*TEXTO FORNECIDO:*
::::
Atrás do painel de azulejos de 42m2 ali assinado por Joana Vasconcelos em 2023, o primeiro na Viúva Lamego a apresentar fibra ótica, o que permite que seja apreciada também de noite, vieram muitos outros, incluindo o Galo Monumental de Bordalo II no jardim, o mural de azulejo Saudade, de ADD Fuel (Diogo Machado) e painéis especialmente desenhados para o local por um Pritzker, Álvaro Siza, e pelo Mestre Manuel Cargaleiro. Há ainda a mais emocional obra de arte para quem sente tão profundamente esta ligação à família: a imagem dos avós de Ricardo, imortalizada pelo escopo e martelo de Vihls (Alexandre Farto) numa das paredes interiores do espaço.

"Tenho-me divertido imenso a montar isto, a fazer ai um polo de artistas que desperte a atenção das pessoas e devolva o espaço à comunidade", conta ao SAPO o médico que é também um verdadeiro empreendedor. Basta ver que Ricardo Silva Marques tem uma patente desenvolvida para a area da estética dentária, em que se especializou, que permite colocar vários dentes em 24 horas, e que lhe garante um leque generoso de clientes que vêm de fora para ali receber cuidados. E que se encantam não só com o resultado dos tratamentos como com o ambiente da clínica e a sua inserção perfeita na comunidade.
::::
*DADOS DE ORIGEM:*

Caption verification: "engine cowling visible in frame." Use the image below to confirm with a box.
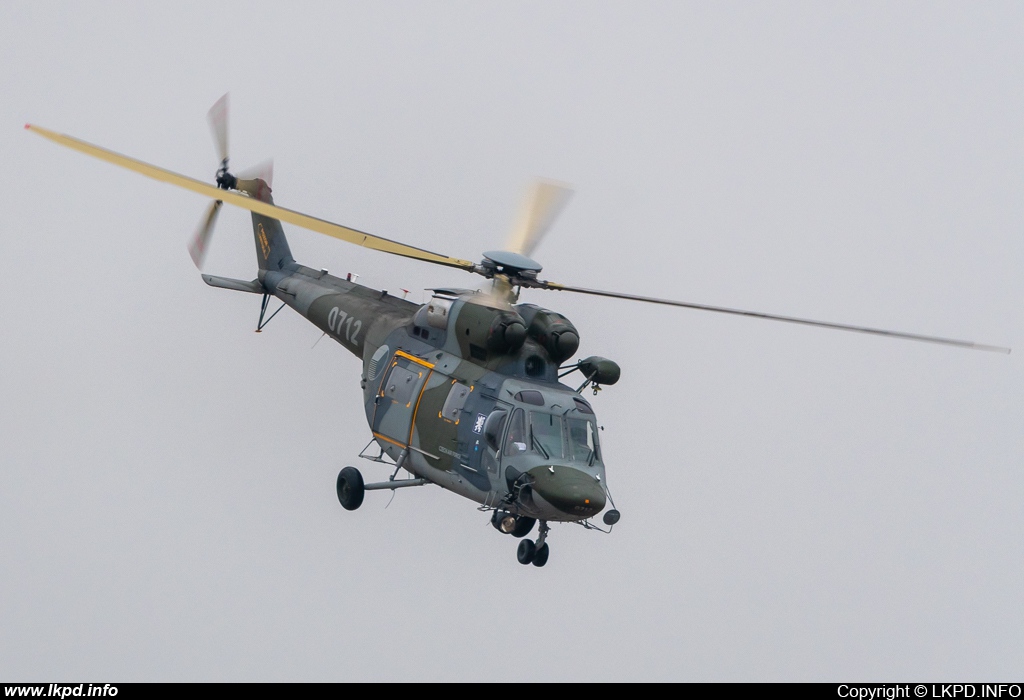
[516,304,580,363]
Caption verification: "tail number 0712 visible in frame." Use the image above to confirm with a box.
[327,306,362,345]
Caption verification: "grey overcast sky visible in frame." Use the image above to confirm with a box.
[0,0,1024,682]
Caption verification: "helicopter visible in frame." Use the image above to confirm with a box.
[26,95,1010,567]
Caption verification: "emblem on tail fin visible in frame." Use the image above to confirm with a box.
[257,223,270,260]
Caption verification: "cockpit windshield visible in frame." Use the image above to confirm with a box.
[503,408,601,466]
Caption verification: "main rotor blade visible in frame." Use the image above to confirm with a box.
[530,281,1010,353]
[25,124,474,271]
[504,180,572,258]
[188,200,224,270]
[238,158,273,188]
[206,92,230,163]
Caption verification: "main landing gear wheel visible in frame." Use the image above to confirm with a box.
[531,542,551,566]
[515,539,537,566]
[338,467,366,511]
[490,511,537,537]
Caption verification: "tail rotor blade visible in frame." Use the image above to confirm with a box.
[206,93,228,163]
[188,201,224,270]
[239,158,273,187]
[505,180,572,258]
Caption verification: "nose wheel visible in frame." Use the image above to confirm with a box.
[515,520,551,566]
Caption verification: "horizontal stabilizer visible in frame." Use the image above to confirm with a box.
[203,274,266,294]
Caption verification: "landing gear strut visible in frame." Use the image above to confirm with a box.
[516,520,551,566]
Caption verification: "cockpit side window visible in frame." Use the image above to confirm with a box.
[505,408,529,455]
[529,410,565,460]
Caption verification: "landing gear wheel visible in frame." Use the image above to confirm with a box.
[532,542,551,566]
[338,467,366,511]
[515,539,537,566]
[509,516,537,537]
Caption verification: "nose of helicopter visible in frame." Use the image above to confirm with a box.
[529,465,605,520]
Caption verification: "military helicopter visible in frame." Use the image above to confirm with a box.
[26,95,1010,567]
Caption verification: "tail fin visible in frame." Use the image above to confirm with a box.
[236,179,295,270]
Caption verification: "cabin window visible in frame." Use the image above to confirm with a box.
[383,366,422,405]
[505,408,528,456]
[441,382,469,423]
[565,419,600,465]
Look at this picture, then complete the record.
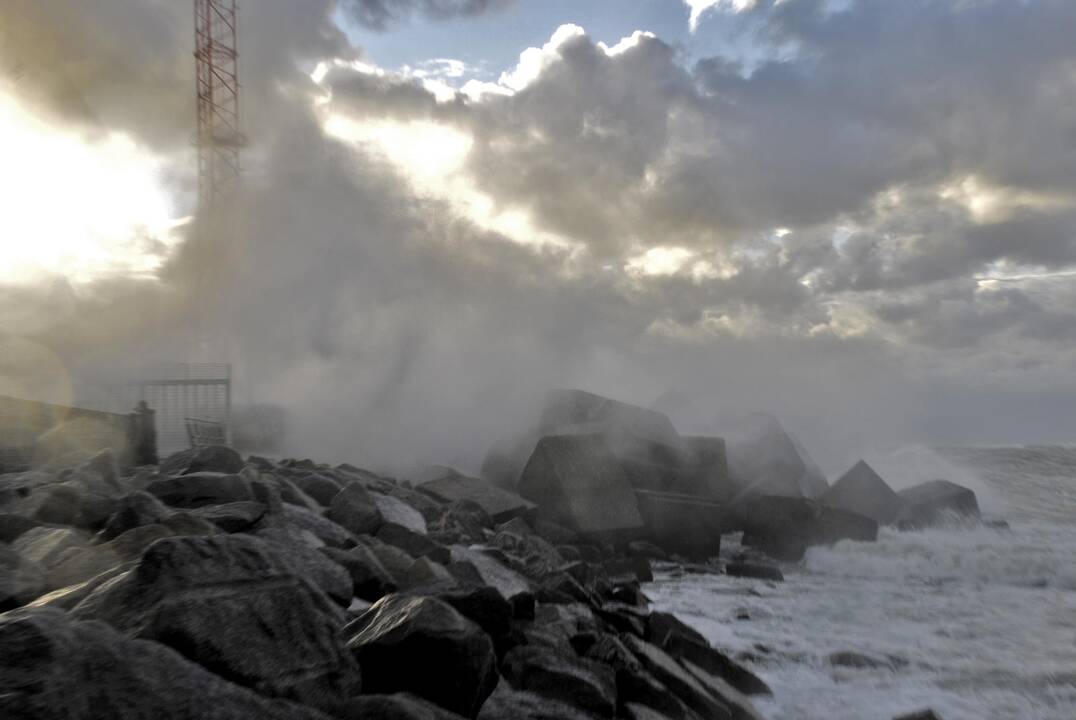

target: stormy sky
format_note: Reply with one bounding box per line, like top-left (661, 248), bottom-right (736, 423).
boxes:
::::
*TAREFAS A REALIZAR:*
1 - Indique se cada afirmação concorda com o texto fornecido: (a) o painel de Joana Vasconcelos tem 42 m2 e foi assinado em 2023; (b) o Galo Monumental de Bordalo II está numa das paredes interiores; (c) a patente de Ricardo Silva Marques permite colocar vários dentes em 48 horas. Responda sim ou não a cada uma e cite literalmente as palavras do texto que o decidem.
2 - Extraia sem alterações o trecho do texto fornecido que começa em "Atrás do painel" e segue até "interiores do espaço.", inclusive.
3 - Responda com base no texto fornecido:
(a) Quem fez o mural de azulejo Saudade?
(b) Em que área se especializou Ricardo Silva Marques?
(c) A quem conta o médico que se tem divertido a montar o espaço?

*RESPOSTAS POR ORDEM:*
1 -
(a) Sim: "painel de azulejos de 42m2 ali assinado por Joana Vasconcelos em 2023"
(b) Não: "o Galo Monumental de Bordalo II no jardim"
(c) Não: "permite colocar vários dentes em 24 horas"

2 -
Atrás do painel de azulejos de 42m2 ali assinado por Joana Vasconcelos em 2023, o primeiro na Viúva Lamego a apresentar fibra ótica, o que permite que seja apreciada também de noite, vieram muitos outros, incluindo o Galo Monumental de Bordalo II no jardim, o mural de azulejo Saudade, de ADD Fuel (Diogo Machado) e painéis especialmente desenhados para o local por um Pritzker, Álvaro Siza, e pelo Mestre Manuel Cargaleiro. Há ainda a mais emocional obra de arte para quem sente tão profundamente esta ligação à família: a imagem dos avós de Ricardo, imortalizada pelo escopo e martelo de Vihls (Alexandre Farto) numa das paredes interiores do espaço.

3 -
(a) ADD Fuel (Diogo Machado).
(b) Na estética dentária.
(c) Ao SAPO.